▶ [Task to carry out]: Only the lines from the one containing "the green painted" through the end of the data below should be copied, each exactly as written and with both ends kept.
##### Material provided
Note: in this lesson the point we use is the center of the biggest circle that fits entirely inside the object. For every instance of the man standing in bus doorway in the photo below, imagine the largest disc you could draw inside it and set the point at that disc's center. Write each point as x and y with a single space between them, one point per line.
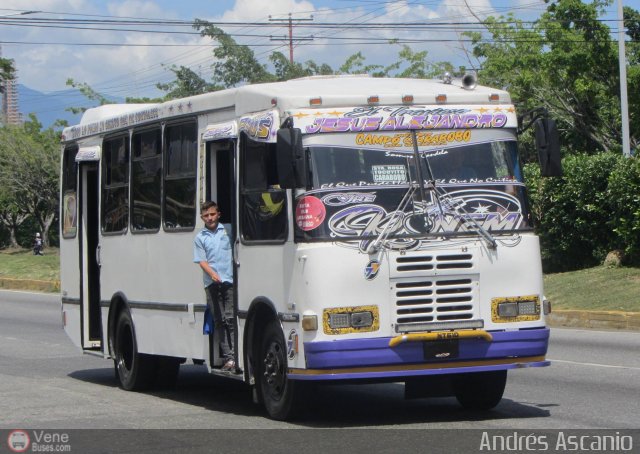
212 251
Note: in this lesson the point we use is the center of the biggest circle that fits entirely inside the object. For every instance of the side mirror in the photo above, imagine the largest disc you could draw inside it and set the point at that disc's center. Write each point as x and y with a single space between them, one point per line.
291 161
548 146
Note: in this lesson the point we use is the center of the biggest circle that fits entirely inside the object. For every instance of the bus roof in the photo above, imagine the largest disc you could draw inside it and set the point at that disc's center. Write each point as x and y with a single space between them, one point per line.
333 91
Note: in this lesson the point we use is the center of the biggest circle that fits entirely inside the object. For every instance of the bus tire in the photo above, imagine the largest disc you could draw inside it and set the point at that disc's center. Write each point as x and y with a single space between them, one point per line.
135 371
279 395
479 390
167 372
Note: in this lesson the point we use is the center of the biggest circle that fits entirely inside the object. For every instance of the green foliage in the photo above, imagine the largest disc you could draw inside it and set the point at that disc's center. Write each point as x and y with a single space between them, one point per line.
6 69
595 289
235 64
566 62
593 209
29 169
623 195
187 83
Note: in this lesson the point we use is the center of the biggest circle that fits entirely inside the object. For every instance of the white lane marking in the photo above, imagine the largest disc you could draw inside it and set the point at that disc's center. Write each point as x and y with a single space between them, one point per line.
592 364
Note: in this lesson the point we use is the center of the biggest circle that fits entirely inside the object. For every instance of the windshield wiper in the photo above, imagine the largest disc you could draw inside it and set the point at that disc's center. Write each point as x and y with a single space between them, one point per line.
442 197
458 207
382 236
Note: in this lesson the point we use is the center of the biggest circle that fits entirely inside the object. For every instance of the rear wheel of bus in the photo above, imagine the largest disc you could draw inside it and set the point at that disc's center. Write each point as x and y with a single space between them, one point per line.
134 371
279 395
479 390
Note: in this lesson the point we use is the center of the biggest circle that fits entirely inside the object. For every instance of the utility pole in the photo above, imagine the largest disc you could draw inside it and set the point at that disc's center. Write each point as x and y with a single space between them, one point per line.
622 60
290 20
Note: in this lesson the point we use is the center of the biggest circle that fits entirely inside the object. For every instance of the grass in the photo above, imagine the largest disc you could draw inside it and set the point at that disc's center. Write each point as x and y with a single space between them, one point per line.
22 264
600 288
595 289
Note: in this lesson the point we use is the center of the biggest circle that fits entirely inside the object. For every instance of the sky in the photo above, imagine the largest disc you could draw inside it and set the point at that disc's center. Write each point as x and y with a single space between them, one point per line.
131 62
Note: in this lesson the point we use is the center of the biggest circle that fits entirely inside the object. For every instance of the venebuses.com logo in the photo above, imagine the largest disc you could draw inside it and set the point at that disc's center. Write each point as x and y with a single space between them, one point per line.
18 441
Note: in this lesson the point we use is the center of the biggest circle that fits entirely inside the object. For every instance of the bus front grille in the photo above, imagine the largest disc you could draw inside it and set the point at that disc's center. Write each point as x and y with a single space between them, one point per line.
435 299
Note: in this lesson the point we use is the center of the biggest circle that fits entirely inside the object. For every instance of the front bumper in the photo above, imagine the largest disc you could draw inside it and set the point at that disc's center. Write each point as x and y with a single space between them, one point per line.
375 359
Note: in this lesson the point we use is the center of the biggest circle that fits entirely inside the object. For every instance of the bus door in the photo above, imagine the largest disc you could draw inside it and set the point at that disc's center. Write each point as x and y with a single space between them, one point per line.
89 237
220 187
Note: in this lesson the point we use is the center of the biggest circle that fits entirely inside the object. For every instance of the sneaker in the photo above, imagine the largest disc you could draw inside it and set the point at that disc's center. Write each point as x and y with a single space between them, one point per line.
229 366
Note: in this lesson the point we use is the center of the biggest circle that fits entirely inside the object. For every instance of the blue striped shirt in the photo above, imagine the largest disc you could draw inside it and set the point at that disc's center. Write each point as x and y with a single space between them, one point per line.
214 247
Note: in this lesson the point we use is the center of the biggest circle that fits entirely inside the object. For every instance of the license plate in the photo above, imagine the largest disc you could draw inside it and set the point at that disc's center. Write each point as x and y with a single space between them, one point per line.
445 349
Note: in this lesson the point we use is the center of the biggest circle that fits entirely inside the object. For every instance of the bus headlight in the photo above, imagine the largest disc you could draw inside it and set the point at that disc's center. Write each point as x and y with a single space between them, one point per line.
515 309
309 322
341 320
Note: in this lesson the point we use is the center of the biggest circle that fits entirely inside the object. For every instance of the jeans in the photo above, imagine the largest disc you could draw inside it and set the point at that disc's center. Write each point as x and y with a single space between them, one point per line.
220 301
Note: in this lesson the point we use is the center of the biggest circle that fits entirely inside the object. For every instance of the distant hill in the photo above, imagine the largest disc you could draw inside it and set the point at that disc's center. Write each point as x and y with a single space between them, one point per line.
50 107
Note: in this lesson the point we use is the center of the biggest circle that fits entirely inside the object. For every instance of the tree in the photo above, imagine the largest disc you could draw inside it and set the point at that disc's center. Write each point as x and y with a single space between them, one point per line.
29 172
235 64
12 214
89 92
7 70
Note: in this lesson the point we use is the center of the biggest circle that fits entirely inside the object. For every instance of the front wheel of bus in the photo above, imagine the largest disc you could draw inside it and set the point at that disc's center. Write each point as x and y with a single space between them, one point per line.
134 371
479 390
279 395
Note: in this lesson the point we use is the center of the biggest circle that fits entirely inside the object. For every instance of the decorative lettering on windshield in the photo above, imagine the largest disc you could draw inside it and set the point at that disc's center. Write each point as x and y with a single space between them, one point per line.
404 120
405 140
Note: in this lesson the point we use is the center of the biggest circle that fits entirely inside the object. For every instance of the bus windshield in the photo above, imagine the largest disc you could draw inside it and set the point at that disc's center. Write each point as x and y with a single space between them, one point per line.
361 193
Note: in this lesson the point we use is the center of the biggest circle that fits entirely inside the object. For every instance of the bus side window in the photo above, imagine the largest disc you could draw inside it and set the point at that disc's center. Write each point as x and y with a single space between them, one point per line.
69 192
115 184
264 205
146 171
179 201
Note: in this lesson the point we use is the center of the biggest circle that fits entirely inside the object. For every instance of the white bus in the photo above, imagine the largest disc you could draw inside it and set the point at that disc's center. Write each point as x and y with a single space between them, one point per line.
380 232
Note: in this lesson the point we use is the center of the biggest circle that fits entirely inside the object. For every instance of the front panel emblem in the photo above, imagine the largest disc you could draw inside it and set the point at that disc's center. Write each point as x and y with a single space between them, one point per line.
371 270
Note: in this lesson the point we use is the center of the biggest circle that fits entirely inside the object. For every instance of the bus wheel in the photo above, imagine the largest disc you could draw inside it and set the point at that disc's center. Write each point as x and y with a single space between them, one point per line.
135 371
479 390
279 395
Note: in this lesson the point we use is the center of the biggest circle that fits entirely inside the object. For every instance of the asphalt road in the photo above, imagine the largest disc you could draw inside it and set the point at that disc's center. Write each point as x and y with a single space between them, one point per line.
593 383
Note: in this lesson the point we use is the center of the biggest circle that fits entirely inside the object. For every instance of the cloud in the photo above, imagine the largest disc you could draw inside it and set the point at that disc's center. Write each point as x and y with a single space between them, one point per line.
134 71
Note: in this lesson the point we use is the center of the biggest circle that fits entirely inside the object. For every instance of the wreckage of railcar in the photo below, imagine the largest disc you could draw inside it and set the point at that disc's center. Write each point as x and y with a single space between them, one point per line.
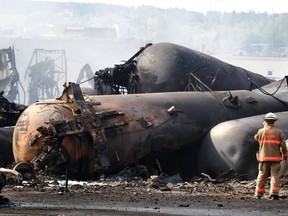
168 67
89 135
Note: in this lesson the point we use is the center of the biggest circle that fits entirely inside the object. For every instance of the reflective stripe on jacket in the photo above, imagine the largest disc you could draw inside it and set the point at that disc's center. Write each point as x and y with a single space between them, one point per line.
271 144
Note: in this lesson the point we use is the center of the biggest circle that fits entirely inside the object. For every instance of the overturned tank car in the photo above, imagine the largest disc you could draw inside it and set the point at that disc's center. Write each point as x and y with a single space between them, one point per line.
168 67
89 135
231 143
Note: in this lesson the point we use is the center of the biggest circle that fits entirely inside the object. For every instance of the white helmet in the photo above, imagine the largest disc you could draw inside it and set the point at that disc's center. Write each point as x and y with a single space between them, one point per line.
270 117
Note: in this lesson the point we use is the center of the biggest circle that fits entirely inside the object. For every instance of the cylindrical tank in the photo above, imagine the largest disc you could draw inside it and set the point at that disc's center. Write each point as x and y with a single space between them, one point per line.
131 127
166 67
231 146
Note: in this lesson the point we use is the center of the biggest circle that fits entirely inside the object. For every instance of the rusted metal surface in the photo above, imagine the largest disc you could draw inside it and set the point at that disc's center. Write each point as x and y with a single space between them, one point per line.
101 134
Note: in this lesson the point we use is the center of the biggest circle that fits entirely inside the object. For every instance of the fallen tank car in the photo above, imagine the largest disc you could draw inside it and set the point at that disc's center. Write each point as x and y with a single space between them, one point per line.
231 143
87 135
168 67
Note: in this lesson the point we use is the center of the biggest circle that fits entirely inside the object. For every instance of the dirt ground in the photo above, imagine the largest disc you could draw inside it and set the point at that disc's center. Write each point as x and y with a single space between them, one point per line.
119 195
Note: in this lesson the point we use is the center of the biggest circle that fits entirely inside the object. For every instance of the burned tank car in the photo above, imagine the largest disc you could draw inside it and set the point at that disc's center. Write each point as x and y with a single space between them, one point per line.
168 67
107 133
235 151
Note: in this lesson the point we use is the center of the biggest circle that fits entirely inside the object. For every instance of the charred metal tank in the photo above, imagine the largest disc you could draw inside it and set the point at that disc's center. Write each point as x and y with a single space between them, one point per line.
102 134
9 111
6 154
230 145
168 67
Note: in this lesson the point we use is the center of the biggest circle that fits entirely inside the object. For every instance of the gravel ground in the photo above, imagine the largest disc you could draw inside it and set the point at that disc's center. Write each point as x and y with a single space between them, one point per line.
120 195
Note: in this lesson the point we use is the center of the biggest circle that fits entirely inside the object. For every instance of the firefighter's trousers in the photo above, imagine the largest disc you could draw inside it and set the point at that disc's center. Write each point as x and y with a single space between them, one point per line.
263 170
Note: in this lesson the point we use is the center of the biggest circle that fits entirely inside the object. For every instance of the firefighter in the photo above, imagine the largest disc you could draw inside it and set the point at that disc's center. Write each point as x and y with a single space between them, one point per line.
272 150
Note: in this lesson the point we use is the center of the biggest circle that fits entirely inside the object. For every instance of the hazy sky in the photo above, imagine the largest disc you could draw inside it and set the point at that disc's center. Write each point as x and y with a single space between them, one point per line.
270 6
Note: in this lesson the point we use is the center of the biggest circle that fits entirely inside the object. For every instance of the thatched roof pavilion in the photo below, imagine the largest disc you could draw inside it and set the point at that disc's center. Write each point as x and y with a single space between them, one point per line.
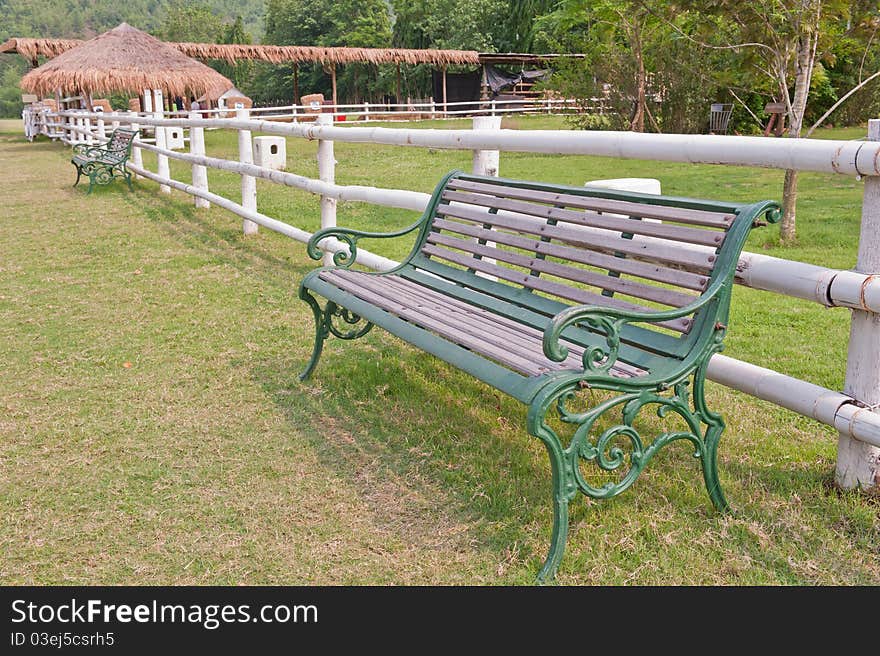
49 48
123 59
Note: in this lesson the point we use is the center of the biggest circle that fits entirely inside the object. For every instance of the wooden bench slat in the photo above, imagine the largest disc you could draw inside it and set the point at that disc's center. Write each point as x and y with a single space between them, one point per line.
469 326
549 287
670 232
640 346
622 265
605 241
661 295
518 331
629 208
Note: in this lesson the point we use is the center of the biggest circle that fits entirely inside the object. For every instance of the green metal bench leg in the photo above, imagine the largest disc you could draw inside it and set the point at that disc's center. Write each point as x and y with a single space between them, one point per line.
324 327
321 333
710 468
715 427
562 494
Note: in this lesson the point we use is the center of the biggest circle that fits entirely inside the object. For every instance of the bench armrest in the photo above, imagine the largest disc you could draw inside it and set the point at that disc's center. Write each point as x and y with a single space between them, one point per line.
350 238
610 321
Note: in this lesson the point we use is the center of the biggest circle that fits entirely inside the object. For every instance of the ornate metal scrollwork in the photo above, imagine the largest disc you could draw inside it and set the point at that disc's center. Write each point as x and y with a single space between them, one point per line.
348 317
606 451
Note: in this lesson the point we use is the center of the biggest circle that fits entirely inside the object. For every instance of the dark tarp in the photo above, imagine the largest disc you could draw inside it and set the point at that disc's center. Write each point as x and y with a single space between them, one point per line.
497 79
460 87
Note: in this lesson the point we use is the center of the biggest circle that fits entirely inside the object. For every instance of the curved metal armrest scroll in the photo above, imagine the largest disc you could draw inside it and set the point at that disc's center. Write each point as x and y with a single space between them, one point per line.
87 150
610 321
350 237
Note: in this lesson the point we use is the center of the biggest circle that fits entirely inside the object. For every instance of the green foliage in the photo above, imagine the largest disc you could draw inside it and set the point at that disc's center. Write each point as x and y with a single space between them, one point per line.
83 19
353 23
193 22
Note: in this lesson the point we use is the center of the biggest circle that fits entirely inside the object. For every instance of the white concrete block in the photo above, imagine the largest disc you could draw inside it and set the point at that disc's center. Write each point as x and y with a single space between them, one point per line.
640 185
174 138
270 152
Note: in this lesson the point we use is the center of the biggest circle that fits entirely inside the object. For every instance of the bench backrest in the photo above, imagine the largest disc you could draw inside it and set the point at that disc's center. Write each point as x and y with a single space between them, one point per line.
121 140
574 245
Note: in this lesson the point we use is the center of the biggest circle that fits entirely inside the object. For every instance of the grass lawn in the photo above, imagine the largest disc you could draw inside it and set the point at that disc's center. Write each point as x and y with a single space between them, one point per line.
153 430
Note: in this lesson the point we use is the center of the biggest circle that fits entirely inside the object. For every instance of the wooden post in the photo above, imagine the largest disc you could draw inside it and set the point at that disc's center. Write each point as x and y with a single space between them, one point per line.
248 182
136 156
102 132
326 173
162 168
444 92
200 173
486 162
858 463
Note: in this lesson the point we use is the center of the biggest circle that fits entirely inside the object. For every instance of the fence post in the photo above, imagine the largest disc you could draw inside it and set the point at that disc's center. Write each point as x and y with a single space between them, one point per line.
200 173
326 173
136 157
858 463
248 182
486 162
162 168
102 132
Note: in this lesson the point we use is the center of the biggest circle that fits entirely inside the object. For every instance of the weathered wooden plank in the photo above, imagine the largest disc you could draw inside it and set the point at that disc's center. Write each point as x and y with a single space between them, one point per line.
549 287
660 295
509 342
644 347
667 231
444 325
646 270
629 208
517 331
593 239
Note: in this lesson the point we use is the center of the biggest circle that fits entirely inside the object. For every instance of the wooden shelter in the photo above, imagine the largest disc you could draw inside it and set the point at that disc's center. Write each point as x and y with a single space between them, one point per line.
329 57
123 59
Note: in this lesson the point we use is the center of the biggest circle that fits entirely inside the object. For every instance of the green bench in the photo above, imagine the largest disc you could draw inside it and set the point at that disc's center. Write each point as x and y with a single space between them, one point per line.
547 292
106 162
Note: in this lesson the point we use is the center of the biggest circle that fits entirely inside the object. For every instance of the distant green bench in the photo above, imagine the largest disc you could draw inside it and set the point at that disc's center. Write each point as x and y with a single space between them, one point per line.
106 162
543 291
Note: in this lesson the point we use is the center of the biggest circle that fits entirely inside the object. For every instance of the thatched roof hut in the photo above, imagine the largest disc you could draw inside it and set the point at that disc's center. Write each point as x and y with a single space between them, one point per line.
233 52
124 59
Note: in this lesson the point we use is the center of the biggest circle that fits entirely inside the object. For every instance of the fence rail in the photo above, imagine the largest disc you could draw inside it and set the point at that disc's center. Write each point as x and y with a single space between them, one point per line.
853 417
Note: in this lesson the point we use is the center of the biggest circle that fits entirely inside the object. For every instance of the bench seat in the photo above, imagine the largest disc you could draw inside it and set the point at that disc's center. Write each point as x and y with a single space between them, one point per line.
542 290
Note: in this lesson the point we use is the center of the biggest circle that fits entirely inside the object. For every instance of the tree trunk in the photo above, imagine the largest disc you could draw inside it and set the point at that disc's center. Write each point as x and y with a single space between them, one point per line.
787 229
638 121
806 59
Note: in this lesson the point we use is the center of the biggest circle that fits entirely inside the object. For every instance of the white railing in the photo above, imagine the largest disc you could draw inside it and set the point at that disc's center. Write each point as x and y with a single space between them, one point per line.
851 413
411 111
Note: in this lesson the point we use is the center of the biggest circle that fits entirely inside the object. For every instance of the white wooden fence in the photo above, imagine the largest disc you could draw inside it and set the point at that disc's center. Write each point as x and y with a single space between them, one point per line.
851 412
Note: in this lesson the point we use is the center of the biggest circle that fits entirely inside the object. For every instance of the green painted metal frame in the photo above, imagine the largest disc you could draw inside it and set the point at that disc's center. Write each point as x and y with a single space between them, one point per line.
101 164
675 383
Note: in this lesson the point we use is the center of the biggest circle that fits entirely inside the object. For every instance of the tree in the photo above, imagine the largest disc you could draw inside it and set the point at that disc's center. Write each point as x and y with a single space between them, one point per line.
186 21
784 41
240 72
625 44
355 23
##########
▶ [Finished task]:
Note: in this lesson the point we use is the center of the biggest circle that fits entirely inside the object. For every instance of the green painted metal frame in the photo above, imagine the largest disc you could draw inside it and set the point at that disc's center. Write each point as x and y with a single space between them, one point per line.
101 164
675 383
Note: in this lesson the point we use is the center of the biggest circle that fits entirely inside the object. For every instance of the tree in the photo above, imagine the largest disc you could draw inside it and set the point at that disc's center. Write each point as x and y with a single space between them, one point per line.
186 21
784 41
240 72
625 44
355 23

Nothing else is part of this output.